Aim => Pick out and copy each line of the data below that contains the word "concrete". Treat the match as case-sensitive.
>> Start Task material
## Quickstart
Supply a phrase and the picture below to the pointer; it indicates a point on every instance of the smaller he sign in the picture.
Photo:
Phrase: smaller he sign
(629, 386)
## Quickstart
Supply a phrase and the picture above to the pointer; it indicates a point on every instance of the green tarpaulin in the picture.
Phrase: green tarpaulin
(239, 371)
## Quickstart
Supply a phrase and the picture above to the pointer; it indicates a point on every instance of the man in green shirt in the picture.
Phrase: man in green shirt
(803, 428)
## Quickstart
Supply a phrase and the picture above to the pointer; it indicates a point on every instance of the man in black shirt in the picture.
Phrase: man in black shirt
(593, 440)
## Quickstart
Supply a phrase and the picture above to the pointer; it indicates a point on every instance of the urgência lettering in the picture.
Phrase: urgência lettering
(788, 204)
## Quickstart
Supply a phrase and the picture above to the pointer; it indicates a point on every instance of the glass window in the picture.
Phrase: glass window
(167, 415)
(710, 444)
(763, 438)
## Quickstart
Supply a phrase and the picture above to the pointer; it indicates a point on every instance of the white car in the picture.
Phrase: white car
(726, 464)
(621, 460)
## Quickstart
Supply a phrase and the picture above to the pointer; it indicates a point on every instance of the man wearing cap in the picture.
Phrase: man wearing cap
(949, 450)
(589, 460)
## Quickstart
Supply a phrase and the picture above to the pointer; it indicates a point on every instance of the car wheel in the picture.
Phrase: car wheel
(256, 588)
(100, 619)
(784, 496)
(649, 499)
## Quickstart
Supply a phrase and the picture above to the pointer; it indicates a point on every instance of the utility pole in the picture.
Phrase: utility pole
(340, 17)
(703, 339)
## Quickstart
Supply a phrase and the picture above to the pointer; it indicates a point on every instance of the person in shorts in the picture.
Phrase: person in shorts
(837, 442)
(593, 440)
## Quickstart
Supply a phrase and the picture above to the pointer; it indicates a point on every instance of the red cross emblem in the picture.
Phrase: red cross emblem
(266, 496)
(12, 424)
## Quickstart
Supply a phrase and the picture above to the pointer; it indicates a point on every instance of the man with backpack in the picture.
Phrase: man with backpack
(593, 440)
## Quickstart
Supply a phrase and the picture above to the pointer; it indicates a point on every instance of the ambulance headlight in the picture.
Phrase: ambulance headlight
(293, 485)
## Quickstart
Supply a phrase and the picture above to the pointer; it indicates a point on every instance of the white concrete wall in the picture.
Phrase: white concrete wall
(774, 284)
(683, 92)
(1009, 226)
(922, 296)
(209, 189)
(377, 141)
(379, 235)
>> End Task material
Solved exercise =>
Supply a phrase and the picture above to the pointer; it indicates a point on every instance of the white concrete wall in the picture.
Phrase: white concrete wall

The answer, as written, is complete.